== Supplied information ==
········
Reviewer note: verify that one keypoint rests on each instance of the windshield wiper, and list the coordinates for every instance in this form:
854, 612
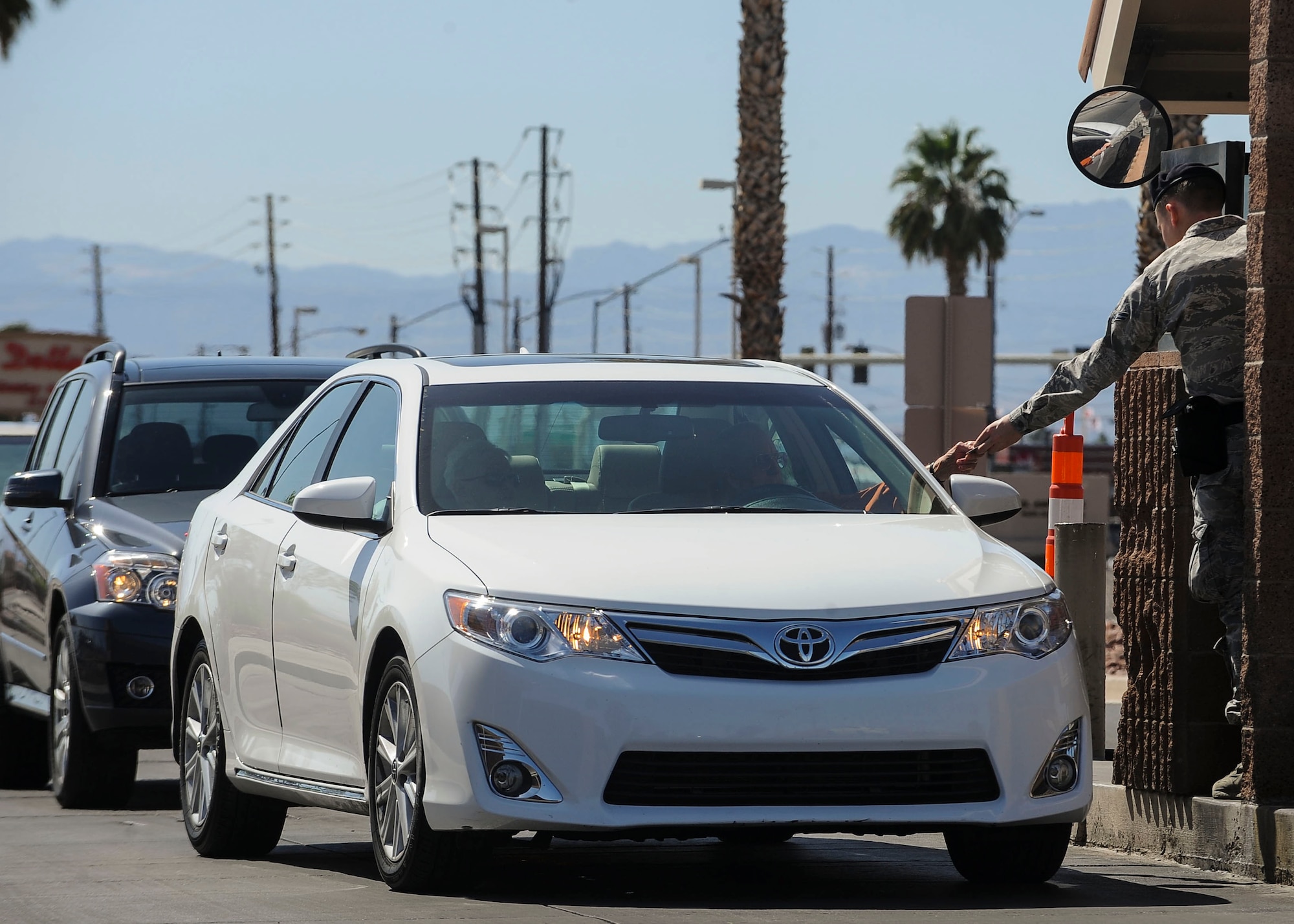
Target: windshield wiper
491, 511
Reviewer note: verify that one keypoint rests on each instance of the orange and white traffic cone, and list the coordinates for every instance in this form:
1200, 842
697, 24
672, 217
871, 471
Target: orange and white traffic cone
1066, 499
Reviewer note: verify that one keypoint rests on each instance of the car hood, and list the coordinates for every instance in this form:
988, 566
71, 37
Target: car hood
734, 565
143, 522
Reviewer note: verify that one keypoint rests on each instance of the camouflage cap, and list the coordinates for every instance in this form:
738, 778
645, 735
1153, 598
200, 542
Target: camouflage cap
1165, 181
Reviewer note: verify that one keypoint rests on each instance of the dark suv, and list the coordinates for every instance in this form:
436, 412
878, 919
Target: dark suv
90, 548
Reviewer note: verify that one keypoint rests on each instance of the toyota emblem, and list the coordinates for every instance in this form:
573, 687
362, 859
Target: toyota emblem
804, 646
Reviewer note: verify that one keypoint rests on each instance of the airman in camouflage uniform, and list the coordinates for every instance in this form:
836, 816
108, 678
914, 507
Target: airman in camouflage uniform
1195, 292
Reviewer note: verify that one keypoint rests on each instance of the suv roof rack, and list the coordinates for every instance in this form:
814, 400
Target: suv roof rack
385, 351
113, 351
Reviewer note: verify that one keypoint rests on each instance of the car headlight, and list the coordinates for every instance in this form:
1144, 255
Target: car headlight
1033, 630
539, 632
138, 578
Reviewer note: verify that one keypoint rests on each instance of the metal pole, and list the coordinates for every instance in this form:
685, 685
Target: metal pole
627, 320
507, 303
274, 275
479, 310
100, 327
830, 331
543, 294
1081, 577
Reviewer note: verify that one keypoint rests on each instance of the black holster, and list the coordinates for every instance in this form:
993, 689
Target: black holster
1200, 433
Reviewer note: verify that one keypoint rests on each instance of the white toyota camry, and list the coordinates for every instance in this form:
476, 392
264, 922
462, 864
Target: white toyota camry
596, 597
········
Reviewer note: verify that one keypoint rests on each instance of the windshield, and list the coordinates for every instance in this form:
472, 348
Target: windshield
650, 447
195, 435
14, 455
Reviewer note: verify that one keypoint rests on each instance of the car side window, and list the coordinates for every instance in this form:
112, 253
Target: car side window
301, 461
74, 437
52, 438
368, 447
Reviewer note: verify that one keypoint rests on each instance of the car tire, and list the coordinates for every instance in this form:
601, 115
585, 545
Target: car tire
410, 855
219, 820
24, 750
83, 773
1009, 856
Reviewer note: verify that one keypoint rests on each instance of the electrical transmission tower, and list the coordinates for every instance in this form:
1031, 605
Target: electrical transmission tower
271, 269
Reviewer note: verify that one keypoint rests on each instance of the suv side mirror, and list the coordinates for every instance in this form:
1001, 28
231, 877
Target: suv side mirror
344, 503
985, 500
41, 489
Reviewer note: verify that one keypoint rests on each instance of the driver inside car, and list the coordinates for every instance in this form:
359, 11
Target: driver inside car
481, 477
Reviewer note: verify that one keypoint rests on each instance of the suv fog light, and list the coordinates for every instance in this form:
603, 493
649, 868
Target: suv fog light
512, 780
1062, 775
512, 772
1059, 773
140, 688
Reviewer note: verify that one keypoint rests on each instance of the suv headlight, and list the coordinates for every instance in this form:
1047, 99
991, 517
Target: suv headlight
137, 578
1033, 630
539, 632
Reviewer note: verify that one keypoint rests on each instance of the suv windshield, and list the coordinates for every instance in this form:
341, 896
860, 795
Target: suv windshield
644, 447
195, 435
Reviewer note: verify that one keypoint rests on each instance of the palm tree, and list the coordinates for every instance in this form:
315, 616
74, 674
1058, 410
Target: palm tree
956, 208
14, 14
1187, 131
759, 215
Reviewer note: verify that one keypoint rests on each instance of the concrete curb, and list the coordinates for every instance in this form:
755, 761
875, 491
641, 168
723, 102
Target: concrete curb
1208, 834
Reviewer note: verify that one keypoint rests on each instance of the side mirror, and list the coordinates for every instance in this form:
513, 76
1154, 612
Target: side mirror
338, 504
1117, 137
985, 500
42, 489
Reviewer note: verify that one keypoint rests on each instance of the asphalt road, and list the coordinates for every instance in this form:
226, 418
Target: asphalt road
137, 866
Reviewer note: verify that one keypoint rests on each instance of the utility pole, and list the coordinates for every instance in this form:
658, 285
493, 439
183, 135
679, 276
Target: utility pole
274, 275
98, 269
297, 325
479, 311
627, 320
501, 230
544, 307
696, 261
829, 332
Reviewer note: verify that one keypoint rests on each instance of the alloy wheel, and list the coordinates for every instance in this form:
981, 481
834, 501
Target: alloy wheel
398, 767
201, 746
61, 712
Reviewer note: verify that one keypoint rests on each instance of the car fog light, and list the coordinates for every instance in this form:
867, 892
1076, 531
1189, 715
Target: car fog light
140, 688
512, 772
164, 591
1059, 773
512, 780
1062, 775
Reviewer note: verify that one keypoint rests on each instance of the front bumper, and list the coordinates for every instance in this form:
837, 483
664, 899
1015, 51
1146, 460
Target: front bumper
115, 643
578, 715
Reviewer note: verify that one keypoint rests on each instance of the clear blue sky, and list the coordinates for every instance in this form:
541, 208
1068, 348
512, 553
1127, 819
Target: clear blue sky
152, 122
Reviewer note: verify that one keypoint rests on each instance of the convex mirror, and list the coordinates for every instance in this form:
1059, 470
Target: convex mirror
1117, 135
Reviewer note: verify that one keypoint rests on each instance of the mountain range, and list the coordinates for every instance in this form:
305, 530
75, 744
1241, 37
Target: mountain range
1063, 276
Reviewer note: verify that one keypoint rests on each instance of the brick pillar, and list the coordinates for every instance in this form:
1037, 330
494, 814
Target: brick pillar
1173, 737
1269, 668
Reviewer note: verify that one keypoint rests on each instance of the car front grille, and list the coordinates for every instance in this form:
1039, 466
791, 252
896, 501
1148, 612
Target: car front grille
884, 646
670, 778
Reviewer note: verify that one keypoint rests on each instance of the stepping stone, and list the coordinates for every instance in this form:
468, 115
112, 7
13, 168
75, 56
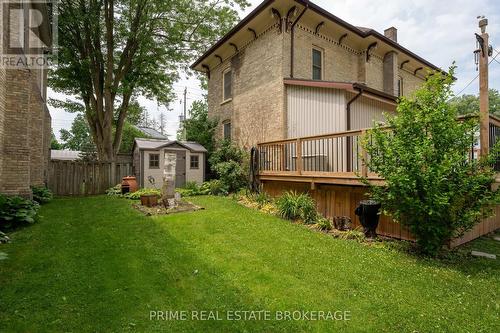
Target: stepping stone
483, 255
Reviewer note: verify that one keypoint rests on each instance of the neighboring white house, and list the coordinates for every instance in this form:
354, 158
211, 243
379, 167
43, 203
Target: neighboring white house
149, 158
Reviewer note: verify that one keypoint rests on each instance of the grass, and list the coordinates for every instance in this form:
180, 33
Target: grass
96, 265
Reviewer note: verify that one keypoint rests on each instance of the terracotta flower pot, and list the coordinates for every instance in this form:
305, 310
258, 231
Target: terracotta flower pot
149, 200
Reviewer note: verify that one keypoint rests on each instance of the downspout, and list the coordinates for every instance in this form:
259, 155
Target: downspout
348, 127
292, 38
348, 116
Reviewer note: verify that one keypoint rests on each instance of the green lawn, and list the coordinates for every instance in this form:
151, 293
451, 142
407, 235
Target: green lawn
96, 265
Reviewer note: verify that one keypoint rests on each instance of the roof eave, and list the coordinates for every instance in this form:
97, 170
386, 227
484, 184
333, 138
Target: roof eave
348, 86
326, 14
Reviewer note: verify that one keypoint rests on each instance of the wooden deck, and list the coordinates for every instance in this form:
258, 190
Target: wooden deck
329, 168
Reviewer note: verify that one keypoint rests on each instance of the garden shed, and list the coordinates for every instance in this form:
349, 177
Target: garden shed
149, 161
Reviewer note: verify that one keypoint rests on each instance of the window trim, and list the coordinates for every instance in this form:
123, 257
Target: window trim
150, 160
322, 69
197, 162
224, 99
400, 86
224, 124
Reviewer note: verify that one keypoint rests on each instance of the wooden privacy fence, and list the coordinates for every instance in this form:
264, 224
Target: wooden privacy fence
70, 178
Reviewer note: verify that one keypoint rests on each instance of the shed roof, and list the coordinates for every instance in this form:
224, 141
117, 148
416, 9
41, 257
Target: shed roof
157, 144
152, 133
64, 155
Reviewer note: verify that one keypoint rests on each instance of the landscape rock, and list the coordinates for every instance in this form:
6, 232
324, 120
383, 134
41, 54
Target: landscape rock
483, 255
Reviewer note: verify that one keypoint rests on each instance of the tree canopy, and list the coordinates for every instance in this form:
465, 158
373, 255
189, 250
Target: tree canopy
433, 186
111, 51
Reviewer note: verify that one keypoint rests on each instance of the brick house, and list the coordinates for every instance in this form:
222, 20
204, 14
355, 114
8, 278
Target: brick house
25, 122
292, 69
········
Find each line in the material above that contains the string "camouflage" and copy it out in full. Matches are case-sensitive.

== Response to this task ==
Reviewer note: verify that one keypoint rests on each instance of the camouflage cap, and list the coordinates for every instance in this form:
Target: camouflage cap
Reviewer note: verify that one keypoint rests on each instance of the airman in camouflage uniform, and list the coordinates for every instance in this form:
Target: airman in camouflage uniform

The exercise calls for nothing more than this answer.